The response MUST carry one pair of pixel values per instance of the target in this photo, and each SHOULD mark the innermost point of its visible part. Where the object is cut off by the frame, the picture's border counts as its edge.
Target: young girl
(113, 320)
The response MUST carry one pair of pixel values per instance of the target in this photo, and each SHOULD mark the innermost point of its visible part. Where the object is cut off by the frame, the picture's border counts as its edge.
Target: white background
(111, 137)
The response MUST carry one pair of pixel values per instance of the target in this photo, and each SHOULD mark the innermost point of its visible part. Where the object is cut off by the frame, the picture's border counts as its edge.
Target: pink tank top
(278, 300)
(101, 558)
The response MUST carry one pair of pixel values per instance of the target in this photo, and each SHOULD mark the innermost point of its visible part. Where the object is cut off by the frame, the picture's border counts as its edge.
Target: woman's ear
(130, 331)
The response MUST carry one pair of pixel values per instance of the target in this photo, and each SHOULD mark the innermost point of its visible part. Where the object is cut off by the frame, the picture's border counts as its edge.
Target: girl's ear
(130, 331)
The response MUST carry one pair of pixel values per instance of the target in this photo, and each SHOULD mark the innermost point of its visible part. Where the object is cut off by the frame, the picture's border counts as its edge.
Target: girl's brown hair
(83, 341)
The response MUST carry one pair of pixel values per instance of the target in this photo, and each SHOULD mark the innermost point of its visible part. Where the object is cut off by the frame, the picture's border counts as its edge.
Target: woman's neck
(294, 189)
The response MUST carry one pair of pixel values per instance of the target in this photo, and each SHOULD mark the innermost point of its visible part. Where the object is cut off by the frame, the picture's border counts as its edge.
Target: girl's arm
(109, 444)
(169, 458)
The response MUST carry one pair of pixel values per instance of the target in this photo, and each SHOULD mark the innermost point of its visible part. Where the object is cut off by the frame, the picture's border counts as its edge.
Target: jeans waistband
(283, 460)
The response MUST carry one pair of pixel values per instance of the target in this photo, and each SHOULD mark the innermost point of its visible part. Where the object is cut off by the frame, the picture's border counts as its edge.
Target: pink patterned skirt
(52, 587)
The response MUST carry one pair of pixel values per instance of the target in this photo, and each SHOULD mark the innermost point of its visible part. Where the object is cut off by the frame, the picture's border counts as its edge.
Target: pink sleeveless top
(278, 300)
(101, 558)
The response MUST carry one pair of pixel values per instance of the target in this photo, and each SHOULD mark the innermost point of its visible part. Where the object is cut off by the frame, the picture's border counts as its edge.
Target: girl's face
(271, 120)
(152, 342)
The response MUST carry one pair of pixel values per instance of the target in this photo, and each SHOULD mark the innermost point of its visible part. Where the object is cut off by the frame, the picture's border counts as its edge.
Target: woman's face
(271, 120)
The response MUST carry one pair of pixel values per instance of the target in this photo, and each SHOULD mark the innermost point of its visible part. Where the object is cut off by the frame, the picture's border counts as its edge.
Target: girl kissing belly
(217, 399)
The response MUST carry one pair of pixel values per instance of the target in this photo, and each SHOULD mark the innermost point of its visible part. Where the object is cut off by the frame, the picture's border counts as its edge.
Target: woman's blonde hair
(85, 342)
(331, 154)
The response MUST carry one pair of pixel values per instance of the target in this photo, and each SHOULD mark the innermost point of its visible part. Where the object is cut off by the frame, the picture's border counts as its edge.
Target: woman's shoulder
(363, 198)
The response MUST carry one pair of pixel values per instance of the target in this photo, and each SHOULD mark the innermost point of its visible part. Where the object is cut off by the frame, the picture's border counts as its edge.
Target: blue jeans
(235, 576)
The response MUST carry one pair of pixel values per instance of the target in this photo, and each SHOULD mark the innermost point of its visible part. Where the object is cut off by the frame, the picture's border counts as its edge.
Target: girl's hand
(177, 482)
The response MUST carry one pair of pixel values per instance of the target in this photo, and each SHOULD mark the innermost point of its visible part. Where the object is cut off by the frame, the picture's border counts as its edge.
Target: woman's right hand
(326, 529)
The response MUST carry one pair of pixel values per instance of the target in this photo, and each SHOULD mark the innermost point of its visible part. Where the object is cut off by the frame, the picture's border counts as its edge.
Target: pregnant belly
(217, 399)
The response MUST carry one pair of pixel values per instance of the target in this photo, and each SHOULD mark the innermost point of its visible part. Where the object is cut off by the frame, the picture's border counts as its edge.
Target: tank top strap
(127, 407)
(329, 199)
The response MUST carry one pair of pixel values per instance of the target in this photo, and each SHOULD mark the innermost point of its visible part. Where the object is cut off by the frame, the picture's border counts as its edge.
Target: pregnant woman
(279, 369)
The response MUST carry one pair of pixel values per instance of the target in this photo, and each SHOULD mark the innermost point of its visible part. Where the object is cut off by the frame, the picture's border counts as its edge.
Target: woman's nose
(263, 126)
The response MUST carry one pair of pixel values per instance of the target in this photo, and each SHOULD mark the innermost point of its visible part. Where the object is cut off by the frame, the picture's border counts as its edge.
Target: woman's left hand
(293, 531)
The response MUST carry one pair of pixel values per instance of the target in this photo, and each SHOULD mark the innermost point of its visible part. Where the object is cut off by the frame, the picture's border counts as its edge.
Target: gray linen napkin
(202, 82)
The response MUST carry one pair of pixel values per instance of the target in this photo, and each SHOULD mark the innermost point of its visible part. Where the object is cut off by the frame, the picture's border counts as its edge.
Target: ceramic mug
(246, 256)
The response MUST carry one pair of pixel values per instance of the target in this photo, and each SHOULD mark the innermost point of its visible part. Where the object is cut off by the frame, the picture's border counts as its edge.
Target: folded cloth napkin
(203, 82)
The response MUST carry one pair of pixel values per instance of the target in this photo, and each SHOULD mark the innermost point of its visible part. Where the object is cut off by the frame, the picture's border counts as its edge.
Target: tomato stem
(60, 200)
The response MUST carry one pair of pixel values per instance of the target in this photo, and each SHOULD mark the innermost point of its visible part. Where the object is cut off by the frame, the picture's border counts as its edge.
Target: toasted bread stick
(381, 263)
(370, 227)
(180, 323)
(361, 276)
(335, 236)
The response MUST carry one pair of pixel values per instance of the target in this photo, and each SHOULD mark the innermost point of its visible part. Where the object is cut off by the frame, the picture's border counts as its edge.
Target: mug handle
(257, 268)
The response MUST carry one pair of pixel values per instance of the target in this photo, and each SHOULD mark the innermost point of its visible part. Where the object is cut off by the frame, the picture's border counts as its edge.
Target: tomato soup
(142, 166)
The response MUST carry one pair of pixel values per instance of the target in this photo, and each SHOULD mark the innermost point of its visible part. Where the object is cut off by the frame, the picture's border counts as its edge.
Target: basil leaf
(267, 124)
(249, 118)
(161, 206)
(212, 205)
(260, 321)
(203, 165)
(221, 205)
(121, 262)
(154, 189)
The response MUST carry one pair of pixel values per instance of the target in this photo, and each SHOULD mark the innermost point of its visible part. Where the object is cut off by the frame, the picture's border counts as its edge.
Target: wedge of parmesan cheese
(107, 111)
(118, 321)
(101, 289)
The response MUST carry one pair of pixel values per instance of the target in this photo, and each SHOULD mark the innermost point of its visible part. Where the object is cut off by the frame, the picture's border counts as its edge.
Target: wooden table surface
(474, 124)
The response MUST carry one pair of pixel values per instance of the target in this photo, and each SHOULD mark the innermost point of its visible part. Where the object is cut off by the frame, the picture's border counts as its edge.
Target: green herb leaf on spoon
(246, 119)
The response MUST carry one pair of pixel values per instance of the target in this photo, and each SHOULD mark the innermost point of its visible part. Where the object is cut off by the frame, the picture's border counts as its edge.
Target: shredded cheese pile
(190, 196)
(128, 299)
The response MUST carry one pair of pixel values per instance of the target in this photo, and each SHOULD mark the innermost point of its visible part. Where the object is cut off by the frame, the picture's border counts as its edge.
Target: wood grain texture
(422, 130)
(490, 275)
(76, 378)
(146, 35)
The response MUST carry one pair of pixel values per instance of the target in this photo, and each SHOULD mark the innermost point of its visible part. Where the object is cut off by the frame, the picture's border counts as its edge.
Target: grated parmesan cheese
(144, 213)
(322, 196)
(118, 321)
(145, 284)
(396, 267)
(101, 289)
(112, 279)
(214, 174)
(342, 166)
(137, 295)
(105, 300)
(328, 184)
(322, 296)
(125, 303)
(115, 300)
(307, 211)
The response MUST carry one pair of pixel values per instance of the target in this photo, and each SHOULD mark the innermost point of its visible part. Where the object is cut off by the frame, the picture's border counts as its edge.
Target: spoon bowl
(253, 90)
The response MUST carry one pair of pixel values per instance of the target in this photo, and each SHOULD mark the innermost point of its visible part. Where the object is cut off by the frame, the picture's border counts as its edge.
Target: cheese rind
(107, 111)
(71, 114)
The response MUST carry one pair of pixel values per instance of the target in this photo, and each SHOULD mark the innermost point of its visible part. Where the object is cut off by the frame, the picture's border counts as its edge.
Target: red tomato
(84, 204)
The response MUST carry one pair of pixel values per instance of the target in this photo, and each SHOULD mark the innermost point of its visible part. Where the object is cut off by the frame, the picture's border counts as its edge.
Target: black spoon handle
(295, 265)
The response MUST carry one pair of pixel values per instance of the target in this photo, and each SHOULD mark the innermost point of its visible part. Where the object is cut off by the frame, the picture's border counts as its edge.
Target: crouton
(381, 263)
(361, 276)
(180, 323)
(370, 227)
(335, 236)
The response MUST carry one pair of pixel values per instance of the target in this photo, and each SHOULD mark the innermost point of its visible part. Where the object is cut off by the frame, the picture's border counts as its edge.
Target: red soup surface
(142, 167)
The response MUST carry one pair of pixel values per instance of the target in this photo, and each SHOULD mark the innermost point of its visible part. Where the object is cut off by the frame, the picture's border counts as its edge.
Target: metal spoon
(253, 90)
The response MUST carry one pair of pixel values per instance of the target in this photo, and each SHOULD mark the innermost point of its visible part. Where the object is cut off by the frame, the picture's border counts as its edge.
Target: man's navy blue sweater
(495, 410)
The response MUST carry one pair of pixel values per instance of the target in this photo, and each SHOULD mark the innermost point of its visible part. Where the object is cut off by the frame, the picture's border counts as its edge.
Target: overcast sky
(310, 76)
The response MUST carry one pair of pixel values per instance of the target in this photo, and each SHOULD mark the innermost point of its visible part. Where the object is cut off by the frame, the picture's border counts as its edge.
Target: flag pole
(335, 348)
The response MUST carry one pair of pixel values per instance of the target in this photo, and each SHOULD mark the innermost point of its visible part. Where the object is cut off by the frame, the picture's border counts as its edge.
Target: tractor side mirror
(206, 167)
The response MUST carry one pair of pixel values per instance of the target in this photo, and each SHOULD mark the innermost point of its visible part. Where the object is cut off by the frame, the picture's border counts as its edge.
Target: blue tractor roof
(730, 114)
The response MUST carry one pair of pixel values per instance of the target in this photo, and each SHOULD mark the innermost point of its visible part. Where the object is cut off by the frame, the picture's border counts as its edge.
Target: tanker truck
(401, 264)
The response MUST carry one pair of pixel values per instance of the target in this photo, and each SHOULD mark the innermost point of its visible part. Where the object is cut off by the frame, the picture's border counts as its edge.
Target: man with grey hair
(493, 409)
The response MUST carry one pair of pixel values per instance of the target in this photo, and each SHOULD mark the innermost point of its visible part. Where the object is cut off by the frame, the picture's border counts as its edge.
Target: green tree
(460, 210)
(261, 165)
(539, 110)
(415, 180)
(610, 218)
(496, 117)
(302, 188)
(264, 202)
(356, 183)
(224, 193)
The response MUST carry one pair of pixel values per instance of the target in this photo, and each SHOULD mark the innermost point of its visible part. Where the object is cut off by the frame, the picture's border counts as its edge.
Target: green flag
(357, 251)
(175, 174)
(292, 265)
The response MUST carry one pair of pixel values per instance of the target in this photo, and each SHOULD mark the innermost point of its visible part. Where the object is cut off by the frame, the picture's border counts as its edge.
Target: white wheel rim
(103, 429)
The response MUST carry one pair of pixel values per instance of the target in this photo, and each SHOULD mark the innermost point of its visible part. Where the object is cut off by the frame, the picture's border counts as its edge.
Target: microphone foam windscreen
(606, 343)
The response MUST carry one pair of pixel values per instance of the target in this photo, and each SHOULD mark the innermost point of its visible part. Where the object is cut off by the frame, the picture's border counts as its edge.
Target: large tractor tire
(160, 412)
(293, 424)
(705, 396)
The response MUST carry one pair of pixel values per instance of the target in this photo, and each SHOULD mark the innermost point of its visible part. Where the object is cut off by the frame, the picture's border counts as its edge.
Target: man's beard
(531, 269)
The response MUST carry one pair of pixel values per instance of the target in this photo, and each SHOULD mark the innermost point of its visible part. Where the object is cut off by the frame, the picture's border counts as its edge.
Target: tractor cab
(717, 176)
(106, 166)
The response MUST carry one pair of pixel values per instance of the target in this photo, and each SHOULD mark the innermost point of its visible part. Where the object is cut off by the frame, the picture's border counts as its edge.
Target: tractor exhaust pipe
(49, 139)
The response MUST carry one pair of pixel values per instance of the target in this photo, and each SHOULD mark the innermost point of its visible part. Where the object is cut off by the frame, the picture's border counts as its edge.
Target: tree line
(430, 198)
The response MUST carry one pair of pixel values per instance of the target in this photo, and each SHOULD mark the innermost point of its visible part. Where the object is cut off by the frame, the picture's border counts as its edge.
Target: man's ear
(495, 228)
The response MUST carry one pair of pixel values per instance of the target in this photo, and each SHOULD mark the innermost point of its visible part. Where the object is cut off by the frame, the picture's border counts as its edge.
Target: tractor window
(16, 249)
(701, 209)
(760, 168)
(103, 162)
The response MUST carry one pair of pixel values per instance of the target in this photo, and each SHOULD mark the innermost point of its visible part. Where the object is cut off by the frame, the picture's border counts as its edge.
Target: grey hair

- - -

* _Stated goal_
Extract every line of the rows above that contains the word "green". Treat uppercase and lowercase letters as different.

* _Exercise response_
Target: green herb leaf on spoon
Target: green tree
Target: green flag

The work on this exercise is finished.